■ AIM OF THE EXERCISE
Examine each line of the data, and copy the ones containing "flower".
Segment Start: EXTRACTED INFORMATION
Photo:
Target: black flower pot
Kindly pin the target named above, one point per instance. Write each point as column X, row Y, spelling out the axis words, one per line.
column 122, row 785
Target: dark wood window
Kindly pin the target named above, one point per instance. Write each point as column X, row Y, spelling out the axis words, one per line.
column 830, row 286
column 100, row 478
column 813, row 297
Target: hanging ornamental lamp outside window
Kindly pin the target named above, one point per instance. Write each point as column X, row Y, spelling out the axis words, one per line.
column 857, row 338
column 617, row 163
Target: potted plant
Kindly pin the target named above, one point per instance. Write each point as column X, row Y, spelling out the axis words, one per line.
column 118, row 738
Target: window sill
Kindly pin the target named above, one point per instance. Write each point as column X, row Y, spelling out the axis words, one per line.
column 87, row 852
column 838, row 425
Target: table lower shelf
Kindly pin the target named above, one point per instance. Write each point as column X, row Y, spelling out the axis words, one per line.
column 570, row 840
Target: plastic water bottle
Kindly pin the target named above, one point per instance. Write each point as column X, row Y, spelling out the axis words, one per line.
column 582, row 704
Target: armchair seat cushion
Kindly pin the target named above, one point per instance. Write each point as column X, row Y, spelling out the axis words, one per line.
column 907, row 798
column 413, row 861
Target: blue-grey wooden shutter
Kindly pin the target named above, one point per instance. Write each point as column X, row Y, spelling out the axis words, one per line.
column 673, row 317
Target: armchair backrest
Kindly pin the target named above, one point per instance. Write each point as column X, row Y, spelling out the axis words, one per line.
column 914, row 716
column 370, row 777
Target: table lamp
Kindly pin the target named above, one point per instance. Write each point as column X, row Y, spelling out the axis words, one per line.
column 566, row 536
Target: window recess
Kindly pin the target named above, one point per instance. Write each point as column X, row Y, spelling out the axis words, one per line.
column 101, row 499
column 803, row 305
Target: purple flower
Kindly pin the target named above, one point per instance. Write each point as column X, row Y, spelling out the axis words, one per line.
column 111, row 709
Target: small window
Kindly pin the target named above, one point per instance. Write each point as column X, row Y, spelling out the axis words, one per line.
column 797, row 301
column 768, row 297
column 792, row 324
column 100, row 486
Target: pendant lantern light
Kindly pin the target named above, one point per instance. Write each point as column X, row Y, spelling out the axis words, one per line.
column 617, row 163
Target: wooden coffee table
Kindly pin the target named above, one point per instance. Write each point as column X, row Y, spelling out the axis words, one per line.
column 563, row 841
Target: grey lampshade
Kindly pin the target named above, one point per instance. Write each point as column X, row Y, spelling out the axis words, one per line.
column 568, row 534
Segment End: EXTRACTED INFORMATION
■ COMPLETED TASK
Target: black flower pot
Target: purple flower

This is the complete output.